Aim: Copy the lines below from the one containing "In this exercise you will mark each instance of the dry" through the last line, both included, and repeat every line, not only the answers. In the answers, multiply each point coordinate by 1.55 and round it to a whole number, with halves rounded up.

--- start Supplied information ---

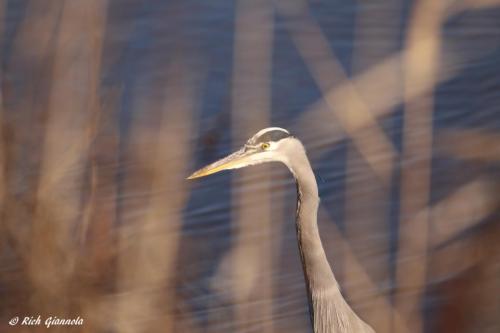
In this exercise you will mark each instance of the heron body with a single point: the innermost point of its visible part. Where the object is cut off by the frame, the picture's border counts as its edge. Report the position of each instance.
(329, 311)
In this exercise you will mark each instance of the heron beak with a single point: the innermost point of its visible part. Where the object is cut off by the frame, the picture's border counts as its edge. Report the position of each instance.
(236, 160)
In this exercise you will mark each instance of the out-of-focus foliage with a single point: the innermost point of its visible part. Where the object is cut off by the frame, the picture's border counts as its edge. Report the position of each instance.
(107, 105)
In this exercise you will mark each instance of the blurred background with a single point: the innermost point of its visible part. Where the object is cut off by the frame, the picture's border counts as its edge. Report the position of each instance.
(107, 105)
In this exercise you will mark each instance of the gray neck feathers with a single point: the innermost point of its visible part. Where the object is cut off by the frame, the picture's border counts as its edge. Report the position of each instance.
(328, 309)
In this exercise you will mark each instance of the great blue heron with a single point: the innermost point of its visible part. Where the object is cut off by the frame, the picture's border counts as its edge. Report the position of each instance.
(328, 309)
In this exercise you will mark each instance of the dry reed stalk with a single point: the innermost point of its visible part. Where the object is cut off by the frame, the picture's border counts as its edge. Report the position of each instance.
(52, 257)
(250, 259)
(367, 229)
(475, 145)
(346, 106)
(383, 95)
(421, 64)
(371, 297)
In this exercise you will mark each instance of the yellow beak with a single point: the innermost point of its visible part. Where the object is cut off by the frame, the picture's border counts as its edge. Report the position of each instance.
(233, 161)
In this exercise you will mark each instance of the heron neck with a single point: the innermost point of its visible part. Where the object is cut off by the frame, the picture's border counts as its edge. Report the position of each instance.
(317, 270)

--- end Supplied information ---

Response for this exercise:
In this exercise you will mark each instance of the dry reed stalk with a single point: the innermost point of its visible part. Where the object is cut off by the frame, the picture's border counts as its edge. Report the position of each instance.
(81, 398)
(388, 401)
(569, 355)
(736, 225)
(536, 164)
(594, 147)
(653, 99)
(575, 460)
In this exercise you will mark each instance of the yellow beak with a single point: the innermost point of its visible part. Where the object is cut off by the frame, the picture's border counts as its edge. Report the position of each instance.
(361, 250)
In this exercise you will mark each instance of the heron neck with a single point: the innermost point of its visible part. Where the object is cut off by the frame, the picture's border counts as its edge. Report the position of each instance.
(491, 419)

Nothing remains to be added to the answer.